Assignment 1
Reproduce the passage on attracting hummingbirds word for word, from "Your yard only" up to and including "the dinner table.".
Assignment 2
Proceed with the passage on attracting hummingbirds, starting right after its final sentence.

Text shown
········
To entice hummers to your feeder with a little homemade hummingbird nectar, mix 4 cups of water with 1 cup of refined white sugar. This creates a formula close to the sucrose levels flowers produce. Never use artificial sweeteners, honey, fruit juice, brown sugar, or molasses, and never add red dye to the solution. A little soft and overripe fruit, particularly if it's red, is perfect for hummingbirds to drink from. Because the fruit will also attract insects, it's a double whammy for a hungry hummer. Hummingbirds like to eat a little grit with their insects for purposes of digestion. It also acts as a source of minerals. So, place a little dish near your feeders and the hummers will love you for it.

Your yard only has one feeder

Feeders are an essential part of the strategy for enticing hummingbirds into your yard. So don't make the mistake of hanging one and thinking that will do the trick. They may come across as cute little critters who have flown straight out of a Disney movie, but don't be fooled! Hummingbirds have huge appetites and are extremely territorial. A male is capable of aggressively claiming a feeder as his private property. He'll then spend his days feasting and chasing other hummers away from the dinner table.

To make your yard attractive to more than one feisty, extremely vocal, and gluttonous hummingbird, equip it with more than one feeder. Hang your feeders at 10 feet intervals and you'll attract hummers with a wide range of personalities to your yard. Experts tend to agree that the flying saucer-shaped feeders are your best bet. They're easy to clean and refill, and the sugar water is usually safely out of the reach of bees and wasps — but still within reach of the long tongue of the hummer. However, you also can't go wrong with a classic glass bottle feeder.

Your feeders are in the wrong location

So, you've hung multiple feeders and the hummingbirds are still keeping their distance — it's probably because you've hung them in the wrong location. To ensure our little feathered friends become frequent visitors, ensure you hang the feeders as close to any flowers in your yard as possible. Also, hang them in areas that are sheltered and where the birds can feel safe. Hummers do not want to feed in a barren and open space where they can be attacked from all angles. They will also need plenty of the perching places that nearby trees and shrubs provide.
········
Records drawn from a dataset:
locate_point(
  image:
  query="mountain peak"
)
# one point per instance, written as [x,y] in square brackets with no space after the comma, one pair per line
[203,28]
········
Result 1
Your yard only has one feeder

Feeders are an essential part of the strategy for enticing hummingbirds into your yard. So don't make the mistake of hanging one and thinking that will do the trick. They may come across as cute little critters who have flown straight out of a Disney movie, but don't be fooled! Hummingbirds have huge appetites and are extremely territorial. A male is capable of aggressively claiming a feeder as his private property. He'll then spend his days feasting and chasing other hummers away from the dinner table.

Result 2
Do not place the feeders in direct sunlight because the shade will help the nectar last longer. Finally, the reason everyone wants to entice hummingbirds to their yard is because it is such a joy to watch their antics. Remember to place the feeders in a place that is visible from the comfort of your own home.

You hung the feeders during the wrong time of year

Each spring and fall the majority of hummingbirds fly thousands of miles and burn vast reserves of energy to get where they need to be. If that place turns out to be your yard, you better ensure you have plenty of feeders stocked with some freshly-made nectar ahead of their arrival. From a hummer's point of view, it's a much-appreciated welcome feast after a hard road traveled. Think of your yard as a hummingbird hotel and a full feeder as a red carpet. If your yard has no vacancies, they'll waste no time in moving on to the next one.

The same rule applies in the fall when the hummingbirds are packing up their bags and preparing for the great exodus. Don't be in a rush to take down the feeders because you have hummers who still rely on them. On a final note, always change the sugar water in your feeders before it ferments and goes bad. Rotten nectar is a natural repellant for hummers and will see them flying for the nearest exit. Cloudy nectar that has floating insects in it is a dead giveaway that it's time for change. Always thoroughly wash your feeders at the same time as you change the sugar water. Washing your feeders is important because it removes any lingering mold or impurities that could lead to a build-up of bacteria. Follow these tips and your yard will soon become a haven for hummingbirds.